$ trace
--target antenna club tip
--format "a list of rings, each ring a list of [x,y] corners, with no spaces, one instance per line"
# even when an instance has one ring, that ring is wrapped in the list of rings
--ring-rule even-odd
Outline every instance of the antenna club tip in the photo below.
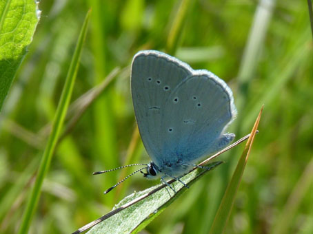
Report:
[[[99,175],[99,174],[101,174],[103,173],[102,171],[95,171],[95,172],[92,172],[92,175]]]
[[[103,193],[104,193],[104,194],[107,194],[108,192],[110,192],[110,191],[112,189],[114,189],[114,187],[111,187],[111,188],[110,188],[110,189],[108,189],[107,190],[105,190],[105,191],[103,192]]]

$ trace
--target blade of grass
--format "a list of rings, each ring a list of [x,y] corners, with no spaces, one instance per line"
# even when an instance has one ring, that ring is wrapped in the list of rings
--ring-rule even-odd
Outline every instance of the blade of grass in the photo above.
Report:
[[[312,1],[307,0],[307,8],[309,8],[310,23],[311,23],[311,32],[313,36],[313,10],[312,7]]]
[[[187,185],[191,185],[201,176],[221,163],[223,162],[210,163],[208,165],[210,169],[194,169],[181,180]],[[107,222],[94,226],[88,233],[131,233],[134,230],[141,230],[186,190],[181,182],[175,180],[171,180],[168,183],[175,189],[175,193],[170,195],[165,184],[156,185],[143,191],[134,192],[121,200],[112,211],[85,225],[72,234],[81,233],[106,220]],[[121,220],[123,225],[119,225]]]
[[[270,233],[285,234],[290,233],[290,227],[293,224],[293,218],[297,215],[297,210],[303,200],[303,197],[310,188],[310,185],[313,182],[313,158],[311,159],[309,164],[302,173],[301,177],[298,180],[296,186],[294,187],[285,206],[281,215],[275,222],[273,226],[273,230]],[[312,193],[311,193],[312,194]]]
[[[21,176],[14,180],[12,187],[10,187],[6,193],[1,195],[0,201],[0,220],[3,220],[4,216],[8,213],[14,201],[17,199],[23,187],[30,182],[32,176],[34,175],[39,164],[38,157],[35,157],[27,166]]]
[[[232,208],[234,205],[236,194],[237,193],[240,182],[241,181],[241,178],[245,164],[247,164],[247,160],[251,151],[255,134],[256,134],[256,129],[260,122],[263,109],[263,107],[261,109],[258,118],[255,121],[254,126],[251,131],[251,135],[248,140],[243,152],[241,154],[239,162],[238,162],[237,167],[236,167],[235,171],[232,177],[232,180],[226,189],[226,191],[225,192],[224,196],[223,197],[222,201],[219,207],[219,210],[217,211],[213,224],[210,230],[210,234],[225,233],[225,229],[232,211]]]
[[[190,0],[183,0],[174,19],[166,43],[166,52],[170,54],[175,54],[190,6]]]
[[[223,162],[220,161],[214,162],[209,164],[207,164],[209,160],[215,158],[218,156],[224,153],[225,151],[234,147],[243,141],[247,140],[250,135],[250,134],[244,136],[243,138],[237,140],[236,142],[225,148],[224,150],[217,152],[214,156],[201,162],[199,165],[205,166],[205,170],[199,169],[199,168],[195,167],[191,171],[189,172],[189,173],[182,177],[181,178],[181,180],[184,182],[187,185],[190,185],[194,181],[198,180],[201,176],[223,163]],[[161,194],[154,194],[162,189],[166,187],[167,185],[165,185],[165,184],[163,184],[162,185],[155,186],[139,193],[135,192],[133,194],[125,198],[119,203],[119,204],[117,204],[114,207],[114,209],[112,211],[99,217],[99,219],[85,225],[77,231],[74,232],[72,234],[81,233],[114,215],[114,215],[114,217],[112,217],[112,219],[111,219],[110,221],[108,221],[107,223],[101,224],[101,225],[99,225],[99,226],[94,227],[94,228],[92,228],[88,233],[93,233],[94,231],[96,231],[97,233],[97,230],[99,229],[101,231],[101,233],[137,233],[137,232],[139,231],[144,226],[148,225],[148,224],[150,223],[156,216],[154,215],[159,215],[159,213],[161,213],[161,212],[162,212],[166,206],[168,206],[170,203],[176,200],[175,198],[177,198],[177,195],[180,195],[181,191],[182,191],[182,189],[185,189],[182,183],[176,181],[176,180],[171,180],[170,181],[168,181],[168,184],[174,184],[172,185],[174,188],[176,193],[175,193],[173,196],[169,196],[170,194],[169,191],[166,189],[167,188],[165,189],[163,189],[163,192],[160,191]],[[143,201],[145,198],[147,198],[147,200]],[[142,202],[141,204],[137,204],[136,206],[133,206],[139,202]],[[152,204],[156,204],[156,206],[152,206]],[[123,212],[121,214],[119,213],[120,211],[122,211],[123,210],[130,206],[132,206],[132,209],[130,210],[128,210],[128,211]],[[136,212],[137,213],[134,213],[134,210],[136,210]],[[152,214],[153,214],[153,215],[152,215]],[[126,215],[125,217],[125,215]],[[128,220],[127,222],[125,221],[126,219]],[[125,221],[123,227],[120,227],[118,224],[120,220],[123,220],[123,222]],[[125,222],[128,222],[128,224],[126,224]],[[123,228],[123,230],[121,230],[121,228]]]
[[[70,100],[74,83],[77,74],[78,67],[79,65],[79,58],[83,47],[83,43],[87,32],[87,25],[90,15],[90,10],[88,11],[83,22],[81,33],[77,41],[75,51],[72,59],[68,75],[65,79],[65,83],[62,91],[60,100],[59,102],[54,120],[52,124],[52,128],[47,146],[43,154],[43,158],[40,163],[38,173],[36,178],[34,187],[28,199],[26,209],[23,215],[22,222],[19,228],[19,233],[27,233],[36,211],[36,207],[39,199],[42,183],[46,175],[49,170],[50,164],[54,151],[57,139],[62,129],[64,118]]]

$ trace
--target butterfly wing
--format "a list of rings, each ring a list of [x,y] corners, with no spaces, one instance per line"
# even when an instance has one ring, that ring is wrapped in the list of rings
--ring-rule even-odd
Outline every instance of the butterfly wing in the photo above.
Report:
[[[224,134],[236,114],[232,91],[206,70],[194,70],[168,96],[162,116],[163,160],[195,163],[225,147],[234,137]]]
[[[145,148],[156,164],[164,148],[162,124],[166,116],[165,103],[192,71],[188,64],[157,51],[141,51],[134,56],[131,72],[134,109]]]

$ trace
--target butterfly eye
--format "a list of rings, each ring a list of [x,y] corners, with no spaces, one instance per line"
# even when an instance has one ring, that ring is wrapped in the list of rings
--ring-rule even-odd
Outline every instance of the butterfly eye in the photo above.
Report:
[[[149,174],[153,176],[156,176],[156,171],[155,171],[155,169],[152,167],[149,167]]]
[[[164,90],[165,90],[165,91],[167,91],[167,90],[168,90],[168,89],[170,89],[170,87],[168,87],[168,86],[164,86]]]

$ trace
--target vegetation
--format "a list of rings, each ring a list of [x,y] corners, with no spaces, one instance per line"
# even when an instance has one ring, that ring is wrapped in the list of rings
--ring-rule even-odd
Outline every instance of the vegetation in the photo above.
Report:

Task objective | Repeat the listing verbatim. Skip the pictures.

Written reply |
$ trace
--target antenna club tip
--format "a list of rings, each ring a list of [x,y] corners, with no spaces, one instance per line"
# even when an instance has one ring, that ring is wrapped in the list of rings
--ring-rule even-odd
Outline every instance of the antenna club tip in the photo below.
Report:
[[[99,175],[99,174],[101,174],[103,173],[102,171],[95,171],[95,172],[92,172],[92,175]]]
[[[103,193],[104,193],[104,194],[107,194],[108,192],[110,192],[110,191],[112,189],[114,189],[114,187],[111,187],[111,188],[110,188],[110,189],[108,189],[107,190],[105,190],[105,191],[103,192]]]

$ trace
--target blade of grass
--format "a list of rings, each ring a list of [x,y] corners, with no spaces, one instance per line"
# even when an instance has one ring, that ring is wrapped in the list of rings
--ring-rule even-odd
Outline every instance of the blade of grass in the photo above.
Report:
[[[312,1],[307,0],[307,8],[309,8],[310,23],[311,23],[311,32],[313,36],[313,10],[312,7]]]
[[[187,185],[191,185],[201,176],[221,163],[223,162],[210,163],[208,165],[210,169],[194,169],[181,180]],[[107,222],[94,226],[88,233],[131,233],[134,230],[141,230],[186,190],[181,182],[175,180],[171,180],[168,183],[175,189],[175,193],[170,195],[165,184],[156,185],[143,191],[134,192],[121,200],[112,211],[85,225],[72,234],[81,233],[106,220]],[[121,220],[123,225],[119,225]]]
[[[270,233],[285,234],[290,233],[290,227],[293,224],[293,218],[297,215],[297,210],[303,200],[303,197],[310,188],[310,185],[313,182],[313,158],[311,159],[309,164],[302,173],[301,177],[298,180],[296,186],[294,187],[285,206],[281,215],[275,222],[273,226],[273,230]],[[312,193],[311,193],[312,194]]]
[[[21,176],[14,180],[12,187],[10,187],[6,193],[1,195],[0,201],[0,220],[3,220],[4,216],[8,213],[14,201],[17,199],[23,187],[30,182],[32,176],[34,175],[39,164],[38,157],[35,157],[27,166]]]
[[[232,208],[234,205],[236,194],[237,193],[240,182],[241,181],[241,178],[245,164],[247,164],[247,160],[251,151],[255,134],[256,134],[256,129],[260,122],[263,109],[263,107],[261,109],[258,118],[255,121],[254,126],[251,131],[251,135],[248,140],[243,152],[241,154],[239,162],[238,162],[237,167],[236,167],[235,171],[232,177],[232,180],[226,189],[226,191],[225,192],[224,196],[223,197],[222,201],[219,207],[219,210],[217,211],[213,224],[210,230],[210,234],[225,233],[225,229],[232,211]]]
[[[190,0],[183,0],[174,19],[166,43],[166,52],[170,54],[175,54],[190,6]]]
[[[223,162],[220,161],[214,162],[209,164],[207,164],[209,160],[215,158],[218,156],[224,153],[225,151],[234,147],[243,141],[247,140],[250,135],[250,134],[244,136],[243,138],[237,140],[236,142],[225,148],[224,150],[217,152],[214,156],[201,162],[199,165],[205,166],[205,170],[199,169],[199,168],[195,167],[191,171],[189,172],[189,173],[182,177],[181,178],[181,180],[184,182],[187,185],[190,185],[194,181],[198,180],[201,176],[223,163]],[[161,194],[154,194],[162,189],[166,187],[167,185],[165,185],[165,184],[163,184],[162,185],[155,186],[139,193],[135,192],[133,194],[125,198],[119,203],[119,204],[117,204],[114,207],[114,209],[112,211],[99,217],[99,219],[85,225],[77,231],[74,232],[72,234],[81,233],[114,215],[114,215],[114,217],[112,217],[112,219],[111,219],[110,221],[108,221],[107,223],[101,224],[101,225],[99,225],[99,226],[94,227],[94,228],[92,228],[88,233],[93,233],[94,231],[96,231],[97,233],[97,230],[99,229],[101,231],[101,233],[137,233],[137,232],[139,231],[144,226],[148,225],[148,224],[150,223],[156,216],[154,215],[159,215],[159,213],[161,213],[161,212],[162,212],[166,206],[168,206],[170,203],[176,200],[175,198],[177,198],[177,195],[180,195],[181,191],[182,191],[182,189],[185,189],[182,183],[176,181],[176,180],[171,180],[170,181],[168,181],[168,184],[174,184],[172,185],[174,188],[176,193],[175,193],[173,196],[169,196],[170,194],[169,191],[166,189],[167,188],[165,189],[163,189],[163,192],[160,191]],[[143,201],[145,198],[147,198],[147,200]],[[142,202],[141,204],[137,204],[136,206],[133,206],[139,202]],[[152,204],[156,204],[156,206],[152,206]],[[123,212],[121,214],[119,213],[120,211],[122,211],[123,210],[130,206],[132,206],[132,209],[130,210],[128,210],[128,211]],[[136,212],[137,213],[134,213],[134,210],[136,210]],[[152,214],[153,214],[153,215],[152,215]],[[126,215],[125,217],[125,215]],[[128,220],[127,222],[125,221],[126,219]],[[125,221],[123,227],[120,227],[118,224],[120,220],[123,220],[123,222]],[[125,222],[128,222],[128,224],[126,224]],[[123,228],[123,230],[121,230],[121,228]]]
[[[70,100],[74,83],[77,74],[78,67],[79,65],[79,58],[83,47],[83,43],[87,32],[87,25],[90,15],[90,10],[88,11],[83,22],[81,33],[77,41],[75,51],[72,59],[68,75],[65,79],[65,83],[62,91],[60,100],[59,102],[54,120],[52,124],[52,128],[47,146],[43,154],[43,158],[40,163],[38,173],[36,178],[34,187],[28,199],[26,209],[23,215],[22,222],[19,228],[19,233],[27,233],[36,211],[36,207],[39,199],[42,183],[46,175],[49,170],[50,164],[54,151],[57,139],[62,129],[64,118]]]

$ trace
--target butterfly wing
--format "a list of rings, each ring a list of [x,y] corners, with no spaces, one instance per line"
# even when an instance has one ring, that ring is wrapped in the list of rings
--ring-rule even-odd
Outline every instance of the butterfly wing in the photo above.
Report:
[[[224,134],[236,114],[232,91],[206,70],[194,70],[168,96],[162,116],[163,160],[195,163],[225,147],[234,137]]]
[[[145,148],[156,164],[164,148],[162,124],[166,116],[165,103],[192,71],[188,64],[157,51],[141,51],[134,56],[131,72],[134,109]]]

$ trace
--target butterfly eye
--format "a list of rings, each ring a list of [x,y] corners, with no spaces, one instance per line"
# even when an instance has one ring, that ring is wrapped in the list of rings
--ring-rule even-odd
Outline every instance of the butterfly eye in the photo above.
Report:
[[[149,174],[153,176],[156,176],[156,171],[155,171],[155,169],[152,167],[149,167]]]
[[[164,90],[165,90],[165,91],[167,91],[167,90],[168,90],[168,89],[170,89],[170,87],[168,87],[168,86],[164,86]]]

$ trace
--target vegetation
--format "a list of rings, each ring a list of [x,y] corners, with no spaces, one instance per line"
# even when an instance has one ring, that ring is wrapped in the list of rings
--ring-rule even-odd
Outline every instance of the vegetation in the photo above.
Report:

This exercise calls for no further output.